■ **Exercices à réaliser**:
1 > Recopiez à l'identique le passage de l'extrait sur les tsunamis qui s'ouvre sur les mots contenant «Un système d'alerte» et se ferme sur «leur possible impact.».
2 > Répondez brièvement à ces questions sur l'extrait sur les tsunamis :
(a) Depuis quand un système d'alerte de tsunami existe-t-il dans l'Océan Pacifique ?
(b) En quelle année le séisme qui tua plus de cent personnes en Alaska eut-il lieu ?
(c) À quoi les tsunamètres sont-ils liés par satellite ?
3 > Prolongez l'extrait sur les tsunamis à partir de sa dernière phrase.

■ **Extrait à lire**:
+===+
Le tsunami et le séisme qui le déclencha sont des phénomènes naturels. On ne peut pas prédire les séismes mais cependant on peut rapidement les localiser. De plus, si les instruments scientifiques appropriés sont en place, on peut aussi détecter la formation d'un tsunami, prédire sa trajectoire probable, voire même la suivre.

Un système d'alerte de tsunami existe dans l'Océan Pacifique depuis la fin des années quarante. Le système fut grandement amélioré suite à un raz de marée, déclenché par un énorme séisme qui tua plus de cent personnes en Alaska en 1964. Basé à Hawaii, en Alaska et au Japon, en plus d'instruments sismologiques qui enregistrent des secousses sismiques, il existe un réseau de capteurs en mer ainsi que des capteurs en mer de bas de tsunami ou «tsunamètres » liés par satellite à des observatoires séismiques fonctionnant 24h sur 24. En utilisant la modélisation informatique, les scientifiques peuvent prédire la propagation probable des tsunamis et leur possible impact.
+===+
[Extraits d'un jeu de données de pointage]
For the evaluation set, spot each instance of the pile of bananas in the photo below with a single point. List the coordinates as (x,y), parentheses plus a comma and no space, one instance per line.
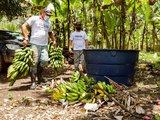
(75,77)
(20,65)
(70,91)
(56,59)
(82,87)
(99,89)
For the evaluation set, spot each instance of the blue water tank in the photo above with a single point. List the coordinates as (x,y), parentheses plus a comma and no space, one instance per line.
(118,65)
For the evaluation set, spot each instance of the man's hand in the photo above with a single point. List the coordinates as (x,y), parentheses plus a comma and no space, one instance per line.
(70,50)
(55,43)
(25,43)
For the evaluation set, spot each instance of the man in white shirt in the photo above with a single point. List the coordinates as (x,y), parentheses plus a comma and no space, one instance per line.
+===+
■ **Réponses par exercice**:
1 >
Un système d'alerte de tsunami existe dans l'Océan Pacifique depuis la fin des années quarante. Le système fut grandement amélioré suite à un raz de marée, déclenché par un énorme séisme qui tua plus de cent personnes en Alaska en 1964. Basé à Hawaii, en Alaska et au Japon, en plus d'instruments sismologiques qui enregistrent des secousses sismiques, il existe un réseau de capteurs en mer ainsi que des capteurs en mer de bas de tsunami ou «tsunamètres » liés par satellite à des observatoires séismiques fonctionnant 24h sur 24. En utilisant la modélisation informatique, les scientifiques peuvent prédire la propagation probable des tsunamis et leur possible impact.

2 >
(a) Depuis la fin des années quarante.
(b) En 1964.
(c) À des observatoires séismiques fonctionnant 24h sur 24.

3 >
Un tel système n'existe pas dans l'Océan Indien. Des 11 pays touchés par le désastre de la semaine dernière, seuls la Thaïlande et l'Indonésie font partie du système d'alerte pacifique de tsunami. La majorité des nations possèdent des observatoires sismiques qui détectèrent le séisme. Cependant, tous les séismes ne provoquent pas de tsunami. En l'absence de planification, de préparation et d'équipement supplémentaire il est difficile de faire des prédictions précises. Et il n'y a pas de temps à perdre, puisque les vagues de tsunami peuvent atteindre 800 km/h, selon la profondeur de l'eau.

Le séisme du 26 décembre, de magnitude 9 sur l'échelle de Richter, est le plus important depuis le tremblement de terre en Alaska et l'un des plus grands du siècle dernier. L'épicentre de la première secousse se situait au large de la côte nord-ouest de Sumatra, et fut suivi d'une série de répliques qui traversèrent les îles Andaman et Nicobar dans la Baie de Bengale. Deux plaques tectoniques ou continentales ­ l'asiatique et l'indienne ­ se déplacèrent jusqu'à 20 mètres le long d'une faille de 1000km libérant l'équivalent de plus de 20 000 bombes nucléaires de la taille de celle qui fut larguée sur Hiroshima en 1945.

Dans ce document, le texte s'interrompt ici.